▶ [BEREITGESTELLTE DATEN]
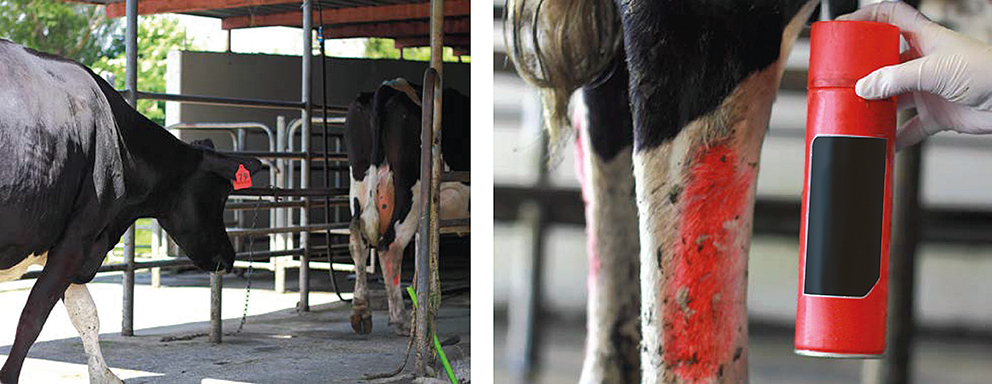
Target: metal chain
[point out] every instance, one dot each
(251, 251)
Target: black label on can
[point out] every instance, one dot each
(844, 223)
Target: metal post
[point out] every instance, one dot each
(281, 213)
(896, 365)
(304, 305)
(523, 317)
(131, 80)
(216, 326)
(156, 253)
(428, 286)
(423, 233)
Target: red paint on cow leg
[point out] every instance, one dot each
(392, 261)
(705, 289)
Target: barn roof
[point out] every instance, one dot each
(406, 21)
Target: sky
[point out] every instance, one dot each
(207, 35)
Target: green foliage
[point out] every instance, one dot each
(376, 48)
(157, 35)
(82, 33)
(76, 31)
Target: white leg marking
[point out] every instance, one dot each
(613, 336)
(82, 312)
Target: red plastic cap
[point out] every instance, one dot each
(842, 52)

▶ [AUFGABENSTELLUNG] Tausche in allen Zeilen oben „metal post“ gegen „wooden post“ aus und gib die Zeilen sonst unverändert wieder. Lass die Bilder in der Antwort weg.

▶ [LÖSUNG]
Target: metal chain
[point out] every instance, one dot each
(251, 251)
Target: black label on can
[point out] every instance, one dot each
(844, 223)
Target: wooden post
[point out] every instance, one dot each
(281, 213)
(896, 365)
(304, 305)
(523, 317)
(131, 80)
(216, 326)
(156, 253)
(428, 286)
(423, 233)
Target: red paint on cow leg
[point out] every instance, one dot each
(392, 261)
(705, 289)
Target: barn roof
[point out] every instance, one dot each
(406, 21)
Target: sky
[point out] every instance, one dot each
(207, 35)
Target: green foliage
[point out] every instance, one dot each
(376, 48)
(157, 35)
(82, 33)
(76, 31)
Target: white leg marking
[point out] every instance, one dot each
(613, 336)
(82, 312)
Target: red plastic cap
[point out] every instance, one dot each
(842, 52)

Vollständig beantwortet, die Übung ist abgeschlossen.